>> Start GIVEN PASSAGE

Thousandcasts / Split Shot , You guys are just slayin me . I cant keep callin Da Boyz up . Are gonna kick the crap outa someone , or not . LMAO !!!!! As Im reading these posts I an laughing out loud . The topic was beginning to get heated . Im glad someone put out the fire . Still LMAO !!!!!

I live out of state and pay lots of $ for licences in Mich . My $ supports just as much conservation efforts as the next guys . If its Flys Only , That eliminates me ftrom a fishery that I helped support . Thats like me sayin , OK the St. Joe ( where I fish ) pick a section , NO FLY FISHIN ALLOWED . Thats not right either .


Good Luck and Safe Trips ........... Walldady


----------



## Whit1 (Apr 27, 2001)

> _Originally posted by Splitshot _
> *Spankey knows I don't have an SUV. *


No SUV! But you do have your trusty , brushwhakin' Audi which you use just like an SUV


----------



## mechanical head (Jan 18, 2000)

Whit, Watch your tongue ...... Ray wouldn't be caught dead in a Subaru. Hell the way he drives I'd be dead if he were driving a Subaru..

You better Edit that before he sees this post.

It an AUDI....or nothing for Ray...


----------



## plugger (Aug 8, 2001)

On a similar note I would like a section of the PM , (custer to scottville setaside for just me. I get tired of going down to the river and finding out Shoeman and SFK have been up and caught all the fish! Since Shoeman has got his new driftboat Fishing has declined by 90% on the PM.


----------



## Shoeman (Aug 26, 2000)

> _Originally posted by mechanical head _
> *
> 
> It an AUDI....or nothing for Ray... *


Or an "Innie" in some circles...


----------



## mickey (Sep 25, 2000)




----------



## Kevin (Oct 4, 2000)

Ray I forgot to ask you if you have a link for those "Finnish Wondertires" or whatever they were called. You were amazing me in that snow.


----------



## Whit1 (Apr 27, 2001)

Ray,
I stand corrected. It was a classic case of brain fartness.

Clay and Ralph KEEP FISH???? Why those curs, those low lifes, those...those....Well.........I'm a gentleman and my better decorum prevents me from using inappropriate verbage no matter how appropriate it might be.


----------



## Spoon3234 (Jun 26, 2002)

Rather than attempting to accomplish solitude on the river by putting all sorts of time and money and effort into powerful fly fishing organizations that use that money and power to push for flys only regulations, why not put all that time and money and effort in the best organization, the DNR!!?? Then we could have more CO's and those who don't belong on the river would no longer be. All legal ethical fisherman could enjoy the resource then (even those who like to keep a fish for a meal or some bait and then use the bait to fish  ) and no one would have to compete with the rippers for space.

>> End GIVEN PASSAGE
>> Start EXCERPTED RECORDS

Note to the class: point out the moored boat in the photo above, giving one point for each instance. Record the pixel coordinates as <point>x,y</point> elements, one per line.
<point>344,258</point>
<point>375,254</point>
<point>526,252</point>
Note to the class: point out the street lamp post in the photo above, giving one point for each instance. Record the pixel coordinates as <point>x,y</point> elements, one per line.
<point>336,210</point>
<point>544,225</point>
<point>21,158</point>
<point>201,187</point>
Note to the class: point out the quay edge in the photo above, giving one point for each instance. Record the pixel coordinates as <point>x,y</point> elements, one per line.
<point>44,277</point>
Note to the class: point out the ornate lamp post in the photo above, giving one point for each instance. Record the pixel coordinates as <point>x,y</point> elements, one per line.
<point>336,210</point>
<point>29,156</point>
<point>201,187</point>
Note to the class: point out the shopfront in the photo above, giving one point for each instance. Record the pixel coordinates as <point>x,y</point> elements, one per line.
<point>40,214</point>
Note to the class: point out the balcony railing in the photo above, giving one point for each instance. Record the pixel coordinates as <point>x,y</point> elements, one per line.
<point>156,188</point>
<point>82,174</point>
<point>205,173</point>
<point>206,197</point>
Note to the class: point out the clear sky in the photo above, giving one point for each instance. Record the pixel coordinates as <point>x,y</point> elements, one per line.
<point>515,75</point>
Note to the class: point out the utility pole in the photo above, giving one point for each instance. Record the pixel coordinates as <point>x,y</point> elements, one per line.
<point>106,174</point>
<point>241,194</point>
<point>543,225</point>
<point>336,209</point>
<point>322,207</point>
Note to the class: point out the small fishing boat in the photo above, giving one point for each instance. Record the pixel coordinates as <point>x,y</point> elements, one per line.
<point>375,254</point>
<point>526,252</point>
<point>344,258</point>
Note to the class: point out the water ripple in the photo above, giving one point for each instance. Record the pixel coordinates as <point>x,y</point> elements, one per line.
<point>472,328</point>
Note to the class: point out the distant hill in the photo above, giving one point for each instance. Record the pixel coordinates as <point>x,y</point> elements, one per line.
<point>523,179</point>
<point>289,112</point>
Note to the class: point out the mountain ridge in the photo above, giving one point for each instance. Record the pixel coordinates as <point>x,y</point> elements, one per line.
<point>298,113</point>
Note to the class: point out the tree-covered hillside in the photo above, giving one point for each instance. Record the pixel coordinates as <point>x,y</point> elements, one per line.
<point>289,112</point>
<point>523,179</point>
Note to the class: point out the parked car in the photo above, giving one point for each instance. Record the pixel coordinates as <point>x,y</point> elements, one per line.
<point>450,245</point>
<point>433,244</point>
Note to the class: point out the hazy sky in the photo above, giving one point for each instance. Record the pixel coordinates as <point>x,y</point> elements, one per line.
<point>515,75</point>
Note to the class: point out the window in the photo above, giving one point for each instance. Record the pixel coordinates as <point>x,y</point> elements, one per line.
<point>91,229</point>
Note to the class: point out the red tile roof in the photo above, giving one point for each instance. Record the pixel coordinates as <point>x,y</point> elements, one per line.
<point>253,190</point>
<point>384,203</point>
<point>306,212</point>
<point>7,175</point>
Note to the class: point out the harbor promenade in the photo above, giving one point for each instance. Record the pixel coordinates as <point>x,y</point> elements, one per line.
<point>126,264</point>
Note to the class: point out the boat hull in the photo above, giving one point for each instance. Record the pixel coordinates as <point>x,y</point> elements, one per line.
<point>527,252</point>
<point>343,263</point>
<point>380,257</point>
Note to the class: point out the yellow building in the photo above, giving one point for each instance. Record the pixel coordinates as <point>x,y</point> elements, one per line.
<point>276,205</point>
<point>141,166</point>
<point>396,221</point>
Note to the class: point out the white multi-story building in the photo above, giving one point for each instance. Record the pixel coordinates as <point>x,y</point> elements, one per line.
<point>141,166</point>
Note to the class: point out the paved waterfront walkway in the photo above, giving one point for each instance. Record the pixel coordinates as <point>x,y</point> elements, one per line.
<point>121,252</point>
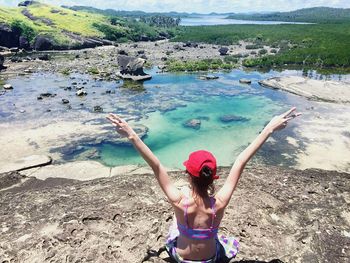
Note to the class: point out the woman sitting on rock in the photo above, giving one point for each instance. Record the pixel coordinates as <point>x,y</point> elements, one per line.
<point>194,235</point>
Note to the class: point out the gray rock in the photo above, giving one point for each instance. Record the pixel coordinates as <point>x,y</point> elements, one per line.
<point>43,43</point>
<point>28,3</point>
<point>24,43</point>
<point>245,81</point>
<point>26,163</point>
<point>193,123</point>
<point>233,118</point>
<point>98,109</point>
<point>9,36</point>
<point>14,49</point>
<point>208,77</point>
<point>223,51</point>
<point>81,92</point>
<point>8,86</point>
<point>132,68</point>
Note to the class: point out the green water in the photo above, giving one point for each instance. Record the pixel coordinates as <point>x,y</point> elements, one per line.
<point>172,142</point>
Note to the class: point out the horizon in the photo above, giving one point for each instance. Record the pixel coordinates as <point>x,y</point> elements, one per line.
<point>197,6</point>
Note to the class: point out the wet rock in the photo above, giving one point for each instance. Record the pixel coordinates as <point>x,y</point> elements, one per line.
<point>193,123</point>
<point>44,57</point>
<point>24,43</point>
<point>122,52</point>
<point>208,77</point>
<point>8,86</point>
<point>81,92</point>
<point>245,81</point>
<point>14,49</point>
<point>132,68</point>
<point>223,51</point>
<point>9,36</point>
<point>144,38</point>
<point>178,47</point>
<point>47,95</point>
<point>233,118</point>
<point>43,43</point>
<point>98,109</point>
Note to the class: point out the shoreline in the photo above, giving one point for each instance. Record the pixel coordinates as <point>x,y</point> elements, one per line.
<point>120,217</point>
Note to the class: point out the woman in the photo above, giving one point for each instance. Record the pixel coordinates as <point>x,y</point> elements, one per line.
<point>193,237</point>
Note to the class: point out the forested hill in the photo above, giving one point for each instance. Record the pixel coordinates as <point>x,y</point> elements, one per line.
<point>311,15</point>
<point>136,13</point>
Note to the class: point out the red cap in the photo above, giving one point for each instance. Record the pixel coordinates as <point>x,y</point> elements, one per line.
<point>197,160</point>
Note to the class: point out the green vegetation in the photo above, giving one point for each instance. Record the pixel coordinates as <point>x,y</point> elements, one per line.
<point>311,15</point>
<point>200,65</point>
<point>318,46</point>
<point>65,26</point>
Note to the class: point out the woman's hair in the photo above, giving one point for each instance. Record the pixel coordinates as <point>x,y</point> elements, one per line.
<point>204,183</point>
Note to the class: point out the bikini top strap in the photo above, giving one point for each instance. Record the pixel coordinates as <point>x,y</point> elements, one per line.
<point>213,214</point>
<point>185,211</point>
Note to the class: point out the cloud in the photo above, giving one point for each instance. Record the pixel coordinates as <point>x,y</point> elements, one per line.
<point>202,6</point>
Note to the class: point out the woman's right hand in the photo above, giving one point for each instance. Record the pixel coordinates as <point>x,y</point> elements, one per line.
<point>122,127</point>
<point>280,122</point>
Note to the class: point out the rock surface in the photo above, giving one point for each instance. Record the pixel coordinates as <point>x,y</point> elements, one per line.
<point>26,163</point>
<point>276,213</point>
<point>132,68</point>
<point>324,90</point>
<point>233,118</point>
<point>193,123</point>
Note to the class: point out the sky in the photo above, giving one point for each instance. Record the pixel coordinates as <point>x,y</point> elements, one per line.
<point>199,6</point>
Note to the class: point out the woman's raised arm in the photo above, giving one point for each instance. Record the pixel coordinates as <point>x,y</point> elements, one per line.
<point>277,123</point>
<point>161,174</point>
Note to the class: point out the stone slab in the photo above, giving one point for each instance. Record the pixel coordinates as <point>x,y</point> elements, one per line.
<point>26,163</point>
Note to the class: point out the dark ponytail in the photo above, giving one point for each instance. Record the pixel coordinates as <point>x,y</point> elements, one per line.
<point>204,183</point>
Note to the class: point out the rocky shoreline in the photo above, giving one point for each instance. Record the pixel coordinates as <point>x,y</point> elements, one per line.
<point>277,214</point>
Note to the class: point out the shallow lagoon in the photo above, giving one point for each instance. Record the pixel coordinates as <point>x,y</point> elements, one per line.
<point>163,104</point>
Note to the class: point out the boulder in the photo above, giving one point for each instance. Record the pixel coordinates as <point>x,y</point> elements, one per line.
<point>44,57</point>
<point>2,60</point>
<point>193,124</point>
<point>245,81</point>
<point>8,86</point>
<point>122,52</point>
<point>233,118</point>
<point>43,43</point>
<point>132,68</point>
<point>24,43</point>
<point>81,92</point>
<point>98,109</point>
<point>9,37</point>
<point>223,51</point>
<point>144,38</point>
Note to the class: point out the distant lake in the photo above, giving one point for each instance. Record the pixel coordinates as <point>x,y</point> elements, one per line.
<point>221,20</point>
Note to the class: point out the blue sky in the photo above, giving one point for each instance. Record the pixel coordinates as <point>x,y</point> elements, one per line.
<point>200,6</point>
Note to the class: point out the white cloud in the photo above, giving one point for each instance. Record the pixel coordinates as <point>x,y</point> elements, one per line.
<point>201,6</point>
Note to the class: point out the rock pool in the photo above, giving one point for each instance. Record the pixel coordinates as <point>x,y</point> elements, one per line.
<point>228,114</point>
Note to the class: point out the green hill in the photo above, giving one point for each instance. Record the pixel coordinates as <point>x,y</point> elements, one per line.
<point>63,28</point>
<point>311,15</point>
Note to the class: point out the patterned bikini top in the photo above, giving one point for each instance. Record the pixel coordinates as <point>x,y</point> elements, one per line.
<point>199,234</point>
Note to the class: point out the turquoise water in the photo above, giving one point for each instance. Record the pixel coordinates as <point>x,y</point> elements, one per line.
<point>163,105</point>
<point>172,142</point>
<point>203,20</point>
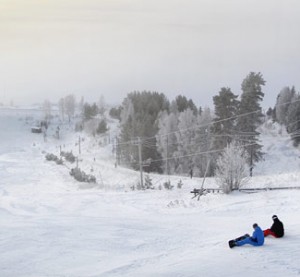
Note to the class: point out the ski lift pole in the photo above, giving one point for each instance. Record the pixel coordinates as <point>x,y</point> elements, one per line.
<point>140,162</point>
<point>201,189</point>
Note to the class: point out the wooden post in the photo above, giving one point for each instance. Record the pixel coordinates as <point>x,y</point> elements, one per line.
<point>141,162</point>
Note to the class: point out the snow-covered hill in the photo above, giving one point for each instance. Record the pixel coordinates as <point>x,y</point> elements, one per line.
<point>51,225</point>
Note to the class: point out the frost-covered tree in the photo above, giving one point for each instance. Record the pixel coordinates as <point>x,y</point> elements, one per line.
<point>251,116</point>
<point>293,119</point>
<point>232,167</point>
<point>283,102</point>
<point>139,119</point>
<point>70,106</point>
<point>226,107</point>
<point>47,110</point>
<point>183,104</point>
<point>203,144</point>
<point>167,141</point>
<point>101,105</point>
<point>61,108</point>
<point>187,122</point>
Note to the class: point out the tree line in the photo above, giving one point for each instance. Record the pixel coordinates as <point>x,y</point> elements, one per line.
<point>177,137</point>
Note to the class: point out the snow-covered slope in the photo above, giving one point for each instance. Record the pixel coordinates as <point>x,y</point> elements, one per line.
<point>51,225</point>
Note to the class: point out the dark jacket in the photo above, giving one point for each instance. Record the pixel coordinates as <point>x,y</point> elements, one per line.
<point>277,228</point>
<point>258,236</point>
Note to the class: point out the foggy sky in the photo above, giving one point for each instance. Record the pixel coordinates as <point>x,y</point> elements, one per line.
<point>89,48</point>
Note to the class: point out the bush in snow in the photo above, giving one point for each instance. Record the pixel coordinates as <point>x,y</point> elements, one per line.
<point>168,186</point>
<point>81,176</point>
<point>52,157</point>
<point>68,156</point>
<point>180,184</point>
<point>232,168</point>
<point>148,183</point>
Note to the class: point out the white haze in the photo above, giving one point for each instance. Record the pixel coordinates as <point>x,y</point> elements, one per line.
<point>49,49</point>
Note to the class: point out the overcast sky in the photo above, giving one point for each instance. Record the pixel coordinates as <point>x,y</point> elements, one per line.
<point>51,48</point>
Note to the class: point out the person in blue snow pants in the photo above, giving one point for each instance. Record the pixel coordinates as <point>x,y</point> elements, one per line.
<point>257,238</point>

>> End EXCERPTED RECORDS

SET EXERCISE A — In the forum thread about fly-only fishing rules, list every distinct username that appears as a post heading with a date in parentheses. Give each name once.
SET EXERCISE B — Write the next post in the forum thread about fly-only fishing rules, following on from its final post.

TASK RESPONSE A — Whit1, mechanical head, plugger, Shoeman, mickey, Kevin, Spoon3234

TASK RESPONSE B —
If only it was just that simple.


----------



## Swamp Monster (Jan 11, 2002)

Isn't Audi to Suburu the same as Mitsubishi to Dodge....? 
Splitshot, you can still have your SUV....have you seen the new millenium version of the Suburu Brat??? Can't remember the name but I bet it's catchy!

I know, I know.....I'll be lookin' over my shoulder!


----------



## WALLDADY (Feb 3, 2002)

SO . Call up Bubba and Da Boyz , and lets go beat them up . Keepin a couple fish to eat .... WHATS THAT Still LMAO

Good Luck and Safe Trips ....... Walldady


----------



## STEINFISHSKI (Jan 30, 2001)

You all better stay off the Rouge. sp  

Stay out of MY spot if you know whats good for you!!!! lol

And stop posting about this small stream on the internet!!! Do you have any idea what kind of pressure that can put on a small fishery like the Rogue?!!!! 

If you mean more restrictions=less pressure for you? I like throwing spawn please. NO


----------



## captdenny (Jan 24, 2003)

I remember going up the Rouge once in a boat. Did that ever get a stare out of a few. Took a few steelhead out of that river that day. Guess the stares were worth it. What's this on flys only? Could we still "chuck and duck"? Fish-on


----------



## Spanky (Mar 21, 2001)

Sooooo. splitshot, how does that AWD work on the icy lakes and stuff! 
I bet them finnish tires are great for ice fishing!


----------



## reeldeal3 (Aug 27, 2002)

I really dont understand how the last 4 or so pages had anything to do with the subject.................


----------



## mickey (Sep 25, 2000)

I havent seen why Mr. Topwater thinks the flies only would benefit the Rogue? You stated that it would but why...


----------



## Whit1 (Apr 27, 2001)

MT,
Now and then a thread gets off topic. This thread is an example. The discussion could go on ad infinetum, as it has in the past. 

In this thread some statements were made, some humor (at times misunderstood) was added and responses were forthcoming. These things happen in the normal flow of discussion.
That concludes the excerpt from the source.